-- BEGIN INFORMATION SHOWN --

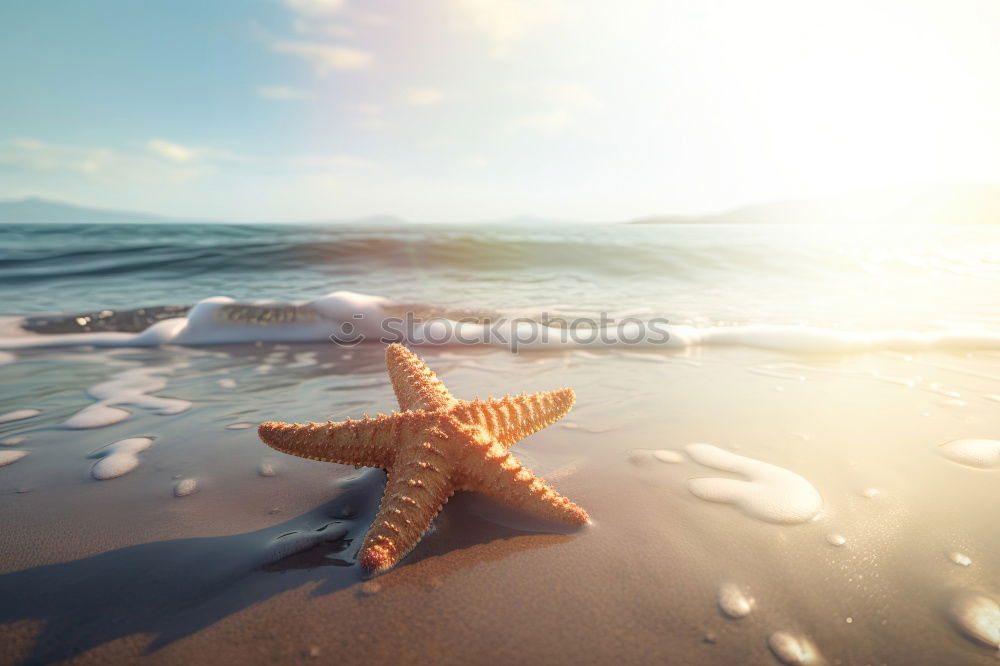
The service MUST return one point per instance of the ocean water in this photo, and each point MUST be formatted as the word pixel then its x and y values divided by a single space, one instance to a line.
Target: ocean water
pixel 804 471
pixel 843 280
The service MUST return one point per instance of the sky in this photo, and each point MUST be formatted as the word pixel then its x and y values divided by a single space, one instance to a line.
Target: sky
pixel 467 110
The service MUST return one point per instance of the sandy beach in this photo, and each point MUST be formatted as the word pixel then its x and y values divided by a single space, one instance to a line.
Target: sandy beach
pixel 98 571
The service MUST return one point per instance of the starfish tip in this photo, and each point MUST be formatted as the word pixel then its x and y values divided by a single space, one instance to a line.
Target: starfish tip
pixel 376 559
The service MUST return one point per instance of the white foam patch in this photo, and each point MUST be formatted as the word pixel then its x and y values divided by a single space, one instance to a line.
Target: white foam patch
pixel 297 542
pixel 793 649
pixel 961 559
pixel 9 457
pixel 19 415
pixel 976 616
pixel 368 319
pixel 979 453
pixel 119 458
pixel 733 601
pixel 773 493
pixel 668 456
pixel 129 387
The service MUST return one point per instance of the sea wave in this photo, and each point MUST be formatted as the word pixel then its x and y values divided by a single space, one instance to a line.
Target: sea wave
pixel 350 318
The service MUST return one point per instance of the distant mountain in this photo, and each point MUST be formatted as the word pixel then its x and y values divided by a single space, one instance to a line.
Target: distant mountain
pixel 44 211
pixel 33 210
pixel 927 204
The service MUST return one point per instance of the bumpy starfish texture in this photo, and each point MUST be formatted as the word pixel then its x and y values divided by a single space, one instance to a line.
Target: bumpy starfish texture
pixel 436 446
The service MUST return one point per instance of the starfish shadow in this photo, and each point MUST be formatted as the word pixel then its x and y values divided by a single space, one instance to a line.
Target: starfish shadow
pixel 171 589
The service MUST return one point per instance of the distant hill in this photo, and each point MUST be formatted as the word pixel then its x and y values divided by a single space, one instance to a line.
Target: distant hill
pixel 33 210
pixel 44 211
pixel 930 204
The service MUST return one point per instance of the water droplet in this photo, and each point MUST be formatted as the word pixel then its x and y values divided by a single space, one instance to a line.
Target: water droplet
pixel 976 616
pixel 793 649
pixel 961 559
pixel 733 601
pixel 980 453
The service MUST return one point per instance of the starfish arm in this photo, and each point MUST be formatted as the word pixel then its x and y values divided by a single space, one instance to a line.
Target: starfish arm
pixel 370 442
pixel 512 418
pixel 414 493
pixel 502 477
pixel 416 386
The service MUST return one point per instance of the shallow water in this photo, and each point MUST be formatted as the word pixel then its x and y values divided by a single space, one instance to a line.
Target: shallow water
pixel 844 510
pixel 179 572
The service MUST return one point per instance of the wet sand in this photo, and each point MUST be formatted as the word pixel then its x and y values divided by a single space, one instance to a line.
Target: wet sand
pixel 110 571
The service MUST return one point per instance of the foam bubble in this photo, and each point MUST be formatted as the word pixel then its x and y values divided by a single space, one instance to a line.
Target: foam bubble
pixel 980 453
pixel 129 387
pixel 96 416
pixel 773 493
pixel 668 456
pixel 793 649
pixel 961 559
pixel 836 540
pixel 119 458
pixel 19 414
pixel 217 320
pixel 10 457
pixel 976 616
pixel 733 601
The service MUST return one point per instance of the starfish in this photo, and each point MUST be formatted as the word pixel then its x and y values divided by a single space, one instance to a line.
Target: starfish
pixel 435 446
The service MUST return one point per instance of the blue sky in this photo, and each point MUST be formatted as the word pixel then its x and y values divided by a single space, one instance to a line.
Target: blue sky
pixel 450 110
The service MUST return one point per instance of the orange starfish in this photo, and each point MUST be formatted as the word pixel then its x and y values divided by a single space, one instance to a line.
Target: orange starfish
pixel 437 445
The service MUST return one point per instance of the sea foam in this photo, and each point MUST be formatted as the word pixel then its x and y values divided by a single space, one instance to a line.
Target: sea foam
pixel 773 493
pixel 119 458
pixel 129 387
pixel 346 316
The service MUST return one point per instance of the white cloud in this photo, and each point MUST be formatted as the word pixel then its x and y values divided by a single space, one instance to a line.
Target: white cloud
pixel 169 150
pixel 282 93
pixel 367 116
pixel 545 121
pixel 324 57
pixel 503 22
pixel 422 96
pixel 326 162
pixel 315 7
pixel 97 163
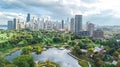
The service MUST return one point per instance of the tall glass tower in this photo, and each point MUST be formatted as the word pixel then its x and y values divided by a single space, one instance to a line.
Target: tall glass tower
pixel 28 18
pixel 78 23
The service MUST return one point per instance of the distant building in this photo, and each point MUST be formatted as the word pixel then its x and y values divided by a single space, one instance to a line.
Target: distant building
pixel 10 25
pixel 62 24
pixel 84 33
pixel 28 18
pixel 72 25
pixel 98 34
pixel 90 28
pixel 14 23
pixel 78 23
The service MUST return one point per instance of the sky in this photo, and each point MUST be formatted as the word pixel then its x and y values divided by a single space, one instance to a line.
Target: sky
pixel 99 12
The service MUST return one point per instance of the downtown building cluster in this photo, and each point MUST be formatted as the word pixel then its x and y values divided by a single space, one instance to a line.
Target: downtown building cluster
pixel 36 24
pixel 75 26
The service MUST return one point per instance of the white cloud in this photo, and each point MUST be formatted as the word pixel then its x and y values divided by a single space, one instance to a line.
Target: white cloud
pixel 61 8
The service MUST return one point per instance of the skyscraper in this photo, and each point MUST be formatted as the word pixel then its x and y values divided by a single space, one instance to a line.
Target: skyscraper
pixel 28 18
pixel 62 24
pixel 14 23
pixel 78 23
pixel 10 25
pixel 72 25
pixel 90 28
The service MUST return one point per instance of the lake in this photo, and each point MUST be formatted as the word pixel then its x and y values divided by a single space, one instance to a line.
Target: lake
pixel 53 54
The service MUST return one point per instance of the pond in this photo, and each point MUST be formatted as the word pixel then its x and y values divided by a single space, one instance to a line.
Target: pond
pixel 53 54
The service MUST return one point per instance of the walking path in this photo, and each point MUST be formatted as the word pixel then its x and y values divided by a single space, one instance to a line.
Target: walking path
pixel 89 65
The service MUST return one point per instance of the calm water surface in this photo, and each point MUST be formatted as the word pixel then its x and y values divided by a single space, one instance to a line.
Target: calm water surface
pixel 59 56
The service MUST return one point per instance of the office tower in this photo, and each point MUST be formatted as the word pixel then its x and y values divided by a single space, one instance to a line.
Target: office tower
pixel 78 23
pixel 62 24
pixel 28 18
pixel 90 28
pixel 14 23
pixel 10 25
pixel 72 25
pixel 98 33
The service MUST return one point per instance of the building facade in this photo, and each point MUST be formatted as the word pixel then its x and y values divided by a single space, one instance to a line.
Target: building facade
pixel 72 25
pixel 78 23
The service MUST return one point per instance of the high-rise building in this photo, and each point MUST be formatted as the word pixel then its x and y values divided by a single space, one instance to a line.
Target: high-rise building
pixel 72 25
pixel 90 28
pixel 14 23
pixel 10 25
pixel 62 24
pixel 78 23
pixel 28 18
pixel 98 33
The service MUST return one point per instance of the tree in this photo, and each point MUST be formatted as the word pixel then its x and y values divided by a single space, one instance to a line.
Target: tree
pixel 118 63
pixel 24 61
pixel 26 50
pixel 72 43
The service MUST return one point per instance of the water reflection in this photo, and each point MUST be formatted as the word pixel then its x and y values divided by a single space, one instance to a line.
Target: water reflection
pixel 59 56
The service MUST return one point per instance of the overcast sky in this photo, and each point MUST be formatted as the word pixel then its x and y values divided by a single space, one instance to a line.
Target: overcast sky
pixel 100 12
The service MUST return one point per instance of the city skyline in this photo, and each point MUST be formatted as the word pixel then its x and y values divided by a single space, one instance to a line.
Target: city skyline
pixel 99 12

-- END INFORMATION SHOWN --

— REQUIRED WORK —
Every record must be copied exactly, with the pictures left out.

— RESPONSE TO THIS TASK —
The service MUST return one point per instance of the ocean water in this photo, and each point MUST be formatted as the word pixel then its x and y values divided by a single space, one instance to a line.
Target: ocean water
pixel 804 471
pixel 843 280
The service MUST return one point per instance of the sky in this photo, and each point MUST be formatted as the word pixel then its x and y values divided by a single space, one instance to a line.
Target: sky
pixel 467 110
The service MUST return one point per instance of the sandy beach in this photo, and each point MUST be formatted as the word pixel then its x and y values divided by a single space, one instance to a line.
Target: sandy beach
pixel 98 571
The service MUST return one point per instance of the starfish tip in this photo, and each point MUST be formatted as the word pixel then its x and y values divided by a single space, one instance to a line.
Target: starfish tip
pixel 376 559
The service MUST return one point per instance of the white foam patch in this photo, and each point MUST be formatted as the word pixel then its x and y values divided by a single space, one instance to a line.
Target: white foam patch
pixel 297 542
pixel 793 649
pixel 961 559
pixel 9 457
pixel 19 415
pixel 976 616
pixel 368 319
pixel 979 453
pixel 119 458
pixel 733 601
pixel 773 493
pixel 668 456
pixel 129 387
The service MUST return one point per instance of the sea wave in this photo, and each point MUST be formatted as the word pixel then its x and y values divided by a single space, one instance to a line.
Target: sea wave
pixel 350 318
The service MUST return one point per instance of the distant mountain in this photo, and each point MUST be formatted as the word pixel then its x and y values divided by a single space, one instance to a line.
Target: distant mountain
pixel 44 211
pixel 33 210
pixel 927 204
The service MUST return one point per instance of the bumpy starfish texture in this photo, and each point MUST be formatted as the word pixel then its x and y values divided by a single space, one instance to a line.
Target: bumpy starfish texture
pixel 436 446
The service MUST return one point per instance of the starfish shadow in this photo, and each point MUST be formatted as the word pixel then its x and y values divided by a single space, one instance to a line.
Target: starfish shadow
pixel 171 589
The service MUST return one point per instance of the distant hill in this photo, and each point MUST be formatted as the word pixel then its x and y values divided by a single space, one instance to a line.
Target: distant hill
pixel 33 210
pixel 44 211
pixel 930 204
The service MUST return one point per instance of the water droplet in this photo, and each point MUST be formatted as the word pixel then its x and y values divided by a single space, one instance to a line.
Target: water droplet
pixel 976 616
pixel 793 649
pixel 961 559
pixel 733 601
pixel 980 453
The service MUST return one point per instance of the starfish arm in this photo, and each point MUST be formatted as the word pixel then its x and y values divided by a single space, one instance to a line.
Target: starfish arm
pixel 370 442
pixel 512 418
pixel 414 493
pixel 502 477
pixel 416 386
The service MUST return one point per instance of the shallow water in this photo, and each point MUST be formatted as the word pixel then its x and y values divided by a single space, one instance to a line.
Target: shallow water
pixel 844 510
pixel 179 572
The service MUST return one point per instance of the wet sand in this photo, and each point MUST be formatted as the word pixel then its x and y values divided by a single space, one instance to a line.
Target: wet sand
pixel 110 571
The service MUST return one point per instance of the foam bubble in this photo, and each point MUST be formatted as the word pixel then its x and y values divided by a single space, one instance to a line.
Target: foam bubble
pixel 980 453
pixel 129 387
pixel 96 416
pixel 773 493
pixel 668 456
pixel 793 649
pixel 961 559
pixel 836 540
pixel 119 458
pixel 19 414
pixel 217 320
pixel 10 457
pixel 976 616
pixel 733 601
The service MUST return one point per instance of the starfish in this photo, and each point MUST be formatted as the word pixel then its x and y values divided by a single space, one instance to a line.
Target: starfish
pixel 435 446
The service MUST return one point per instance of the blue sky in this photo, and each point MUST be formatted as the word pixel then its x and y values divided by a single space, one instance to a line.
Target: blue sky
pixel 450 110
The service MUST return one point per instance of the orange starfish in this photo, and each point MUST be formatted as the word pixel then its x and y values divided by a single space, one instance to a line.
Target: orange starfish
pixel 437 445
The service MUST return one point per instance of the sea foam in this photo, and each point MUST be formatted as the word pixel then its x and y values divided by a single space, one instance to a line.
Target: sea foam
pixel 773 493
pixel 119 458
pixel 129 387
pixel 346 316
The service MUST return one point per instance of the white cloud in this photo, and each point MUST be formatted as the word pixel then its x and y values divided by a single space, one instance to a line.
Target: white cloud
pixel 169 150
pixel 282 93
pixel 367 116
pixel 545 121
pixel 324 57
pixel 503 22
pixel 422 96
pixel 326 162
pixel 315 7
pixel 97 163
The service MUST return one point per instance of the tall glass tower in this photo, and each point MUST be formatted as the word pixel then its x and y values divided by a single space, one instance to a line.
Target: tall glass tower
pixel 28 18
pixel 78 23
The service MUST return one point per instance of the distant building in this photo, and each point MUST be formatted as the word pixel then its x and y values divided by a single space, one instance to a line.
Target: distant building
pixel 10 25
pixel 62 24
pixel 84 33
pixel 28 18
pixel 72 25
pixel 98 34
pixel 90 28
pixel 14 23
pixel 78 23
The service MUST return one point per instance of the sky in this photo, and each point MUST be formatted as the word pixel then its x and y values divided by a single space, one instance to a line.
Target: sky
pixel 99 12
The service MUST return one point per instance of the downtown building cluster in this photo, and each point MUST be formatted as the word pixel then its x and y values divided by a single space, one instance to a line.
Target: downtown building cluster
pixel 36 24
pixel 75 26
The service MUST return one point per instance of the white cloud in this photo, and each point MUST be formatted as the word pixel then its x and y values divided by a single space, one instance to a line.
Target: white cloud
pixel 61 8
The service MUST return one point per instance of the skyscraper in this photo, and each point MUST be formatted as the word pixel then its x and y values divided by a single space, one instance to a line.
Target: skyscraper
pixel 28 18
pixel 62 24
pixel 14 23
pixel 78 23
pixel 10 25
pixel 72 25
pixel 90 28
The service MUST return one point per instance of the lake in this photo, and each point MUST be formatted as the word pixel then its x and y values divided by a single space, one instance to a line.
Target: lake
pixel 53 54
The service MUST return one point per instance of the pond in this photo, and each point MUST be formatted as the word pixel then its x and y values divided by a single space, one instance to a line.
Target: pond
pixel 53 54
The service MUST return one point per instance of the walking path in this photo, and each point MUST be formatted as the word pixel then its x and y values divided by a single space, one instance to a line.
Target: walking path
pixel 89 65
The service MUST return one point per instance of the calm water surface in this photo, and each point MUST be formatted as the word pixel then its x and y values divided by a single space, one instance to a line.
Target: calm water surface
pixel 59 56
The service MUST return one point per instance of the office tower in this photo, and each point MUST be formatted as the word pixel then its x and y values divided by a single space, one instance to a line.
Target: office tower
pixel 78 23
pixel 62 24
pixel 28 18
pixel 90 28
pixel 14 23
pixel 10 25
pixel 72 25
pixel 98 33
The service MUST return one point per instance of the building facade in this photo, and each point MUST be formatted as the word pixel then its x and y values divided by a single space, one instance to a line.
Target: building facade
pixel 72 25
pixel 78 23
The service MUST return one point per instance of the high-rise building in this photo, and each point MUST be formatted as the word pixel then its x and y values divided by a single space, one instance to a line.
Target: high-rise building
pixel 72 25
pixel 90 28
pixel 14 23
pixel 10 25
pixel 62 24
pixel 78 23
pixel 28 18
pixel 98 33
The service MUST return one point per instance of the tree in this photo, and each point MUST be formatted as the word pixel then its x and y values divided by a single space, one instance to a line.
Target: tree
pixel 118 63
pixel 24 61
pixel 26 50
pixel 72 43
The service MUST return one point per instance of the water reflection in this photo, and each point MUST be formatted as the word pixel then its x and y values divided by a single space, one instance to a line.
Target: water reflection
pixel 59 56
The service MUST return one point per instance of the overcast sky in this photo, and each point MUST be formatted as the word pixel then its x and y values divided by a single space, one instance to a line.
Target: overcast sky
pixel 100 12
The service MUST return one point per instance of the city skyline in this photo, and each point MUST be formatted as the word pixel then its x and y values divided by a single space, one instance to a line.
Target: city skyline
pixel 99 12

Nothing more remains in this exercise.